▶ _PROVIDED RECORDS_
== == ==

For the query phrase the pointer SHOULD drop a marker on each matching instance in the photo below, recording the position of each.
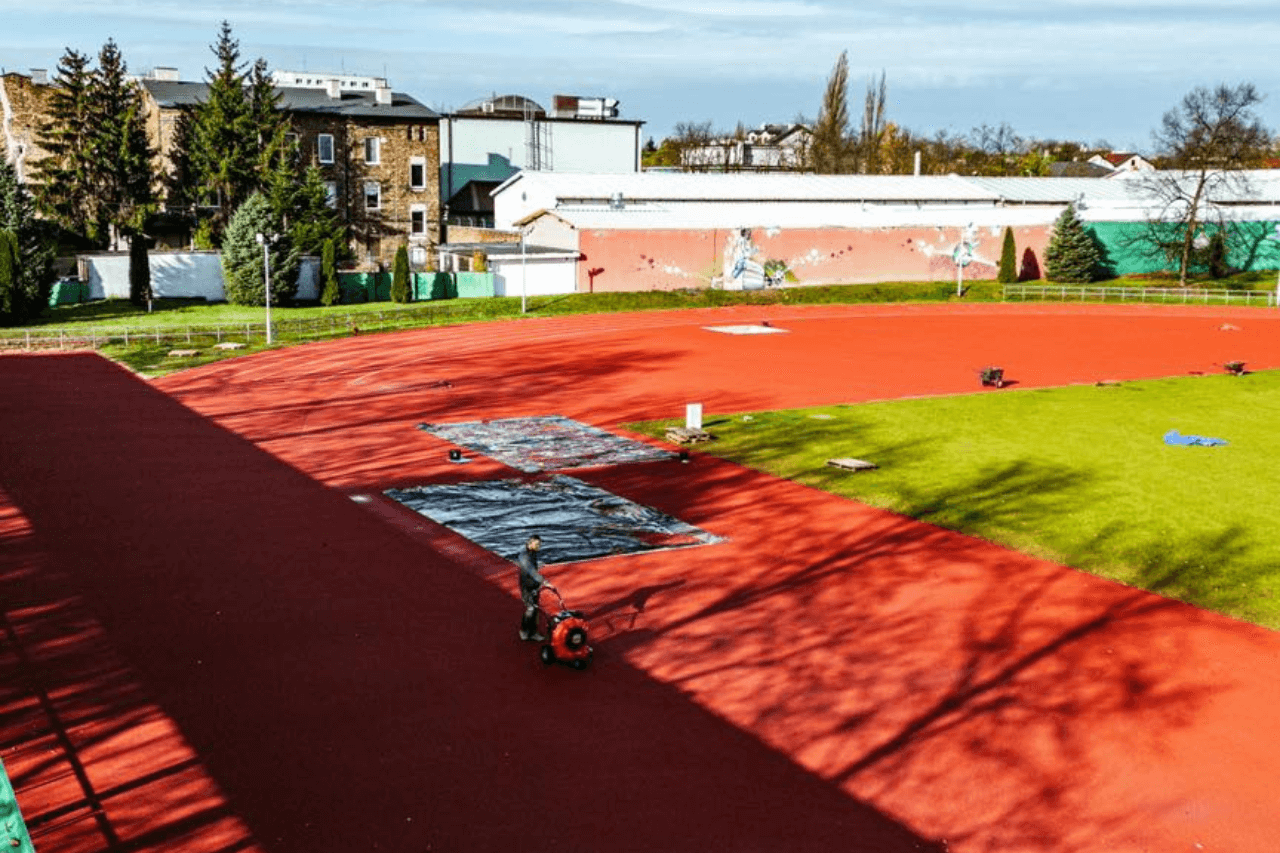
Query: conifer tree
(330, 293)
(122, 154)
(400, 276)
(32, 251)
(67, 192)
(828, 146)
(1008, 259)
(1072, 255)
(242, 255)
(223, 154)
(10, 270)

== == ==

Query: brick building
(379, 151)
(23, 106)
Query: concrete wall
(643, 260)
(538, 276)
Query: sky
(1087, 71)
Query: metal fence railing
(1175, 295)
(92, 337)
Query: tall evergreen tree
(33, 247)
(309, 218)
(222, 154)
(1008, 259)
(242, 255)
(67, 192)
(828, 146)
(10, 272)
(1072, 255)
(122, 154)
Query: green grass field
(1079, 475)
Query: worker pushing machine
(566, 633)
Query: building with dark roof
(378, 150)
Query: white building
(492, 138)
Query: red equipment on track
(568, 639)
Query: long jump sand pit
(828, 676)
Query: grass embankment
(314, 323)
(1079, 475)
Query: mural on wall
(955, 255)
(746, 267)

== == ==

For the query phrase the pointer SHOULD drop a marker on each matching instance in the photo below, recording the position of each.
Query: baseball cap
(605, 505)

== == ==

▶ _AIM OF THE TASK_
Return every line from the items above that contains the string "grass", matching case exactly.

▶ _FINAL ANSWER_
Query: green grass field
Query: grass embankment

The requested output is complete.